> _Task details_: Extract from the data below each line that contains the string "polo". The match is case-sensitive.
:::
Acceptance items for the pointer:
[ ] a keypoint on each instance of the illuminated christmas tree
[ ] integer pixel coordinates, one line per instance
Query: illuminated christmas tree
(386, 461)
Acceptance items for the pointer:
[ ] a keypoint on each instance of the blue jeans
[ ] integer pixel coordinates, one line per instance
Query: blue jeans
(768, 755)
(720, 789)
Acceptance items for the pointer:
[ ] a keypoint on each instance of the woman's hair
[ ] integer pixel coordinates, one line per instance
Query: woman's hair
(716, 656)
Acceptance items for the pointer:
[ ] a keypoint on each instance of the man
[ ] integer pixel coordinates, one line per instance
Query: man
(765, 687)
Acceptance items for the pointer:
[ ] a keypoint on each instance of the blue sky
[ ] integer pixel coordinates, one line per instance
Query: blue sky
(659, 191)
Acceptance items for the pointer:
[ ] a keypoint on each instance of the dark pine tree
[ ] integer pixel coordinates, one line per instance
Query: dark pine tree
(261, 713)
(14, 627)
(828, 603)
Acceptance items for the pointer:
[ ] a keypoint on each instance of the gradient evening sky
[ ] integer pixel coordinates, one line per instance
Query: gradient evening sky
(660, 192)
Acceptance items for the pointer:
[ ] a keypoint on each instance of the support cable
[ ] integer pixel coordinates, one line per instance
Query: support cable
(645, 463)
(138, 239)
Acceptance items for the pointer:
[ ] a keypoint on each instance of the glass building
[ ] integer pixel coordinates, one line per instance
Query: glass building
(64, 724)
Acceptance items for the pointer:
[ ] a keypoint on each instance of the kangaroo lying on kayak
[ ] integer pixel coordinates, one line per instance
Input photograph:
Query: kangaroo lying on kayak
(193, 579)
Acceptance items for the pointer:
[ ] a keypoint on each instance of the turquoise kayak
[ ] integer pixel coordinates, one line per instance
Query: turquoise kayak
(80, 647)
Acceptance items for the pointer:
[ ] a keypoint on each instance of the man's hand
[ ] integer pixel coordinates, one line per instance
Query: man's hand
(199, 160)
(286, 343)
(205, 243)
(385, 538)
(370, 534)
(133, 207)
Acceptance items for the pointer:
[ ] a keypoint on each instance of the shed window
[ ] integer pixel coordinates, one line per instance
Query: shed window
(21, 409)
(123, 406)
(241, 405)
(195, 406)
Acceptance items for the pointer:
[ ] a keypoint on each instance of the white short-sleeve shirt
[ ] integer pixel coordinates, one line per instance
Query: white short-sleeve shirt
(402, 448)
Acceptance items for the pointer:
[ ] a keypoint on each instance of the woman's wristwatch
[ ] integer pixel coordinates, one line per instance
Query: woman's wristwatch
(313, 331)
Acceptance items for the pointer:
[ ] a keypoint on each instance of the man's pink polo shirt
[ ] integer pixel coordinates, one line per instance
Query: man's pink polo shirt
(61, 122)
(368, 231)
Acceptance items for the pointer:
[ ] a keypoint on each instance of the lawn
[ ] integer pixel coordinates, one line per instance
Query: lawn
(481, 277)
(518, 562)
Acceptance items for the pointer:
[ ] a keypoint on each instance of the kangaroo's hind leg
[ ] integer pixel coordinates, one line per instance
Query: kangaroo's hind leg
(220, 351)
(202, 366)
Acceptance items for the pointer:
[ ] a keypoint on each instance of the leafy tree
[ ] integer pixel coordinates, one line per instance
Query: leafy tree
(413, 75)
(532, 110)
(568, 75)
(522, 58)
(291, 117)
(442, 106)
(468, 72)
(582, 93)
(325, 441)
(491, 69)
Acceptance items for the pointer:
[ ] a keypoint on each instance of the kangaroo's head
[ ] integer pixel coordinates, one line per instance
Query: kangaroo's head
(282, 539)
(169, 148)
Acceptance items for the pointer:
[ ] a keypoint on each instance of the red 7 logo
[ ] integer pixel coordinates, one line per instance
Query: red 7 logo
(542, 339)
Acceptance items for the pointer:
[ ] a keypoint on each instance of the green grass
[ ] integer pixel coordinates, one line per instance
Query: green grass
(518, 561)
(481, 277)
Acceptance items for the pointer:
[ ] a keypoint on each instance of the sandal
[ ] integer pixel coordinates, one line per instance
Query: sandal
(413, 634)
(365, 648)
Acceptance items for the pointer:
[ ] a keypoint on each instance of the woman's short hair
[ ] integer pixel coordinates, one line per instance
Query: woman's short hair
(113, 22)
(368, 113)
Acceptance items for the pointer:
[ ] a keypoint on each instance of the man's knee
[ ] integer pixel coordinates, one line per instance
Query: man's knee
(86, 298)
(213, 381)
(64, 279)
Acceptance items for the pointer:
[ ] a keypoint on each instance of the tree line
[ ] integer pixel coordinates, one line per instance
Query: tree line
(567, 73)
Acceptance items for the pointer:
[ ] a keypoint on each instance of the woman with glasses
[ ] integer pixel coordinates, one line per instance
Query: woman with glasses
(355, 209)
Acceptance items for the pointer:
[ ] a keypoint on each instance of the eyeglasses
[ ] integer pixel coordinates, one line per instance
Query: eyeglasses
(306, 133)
:::
> _Reply to the task_:
[ ] a keypoint on each instance of the man's pink polo shirt
Query: man's pink polo shirt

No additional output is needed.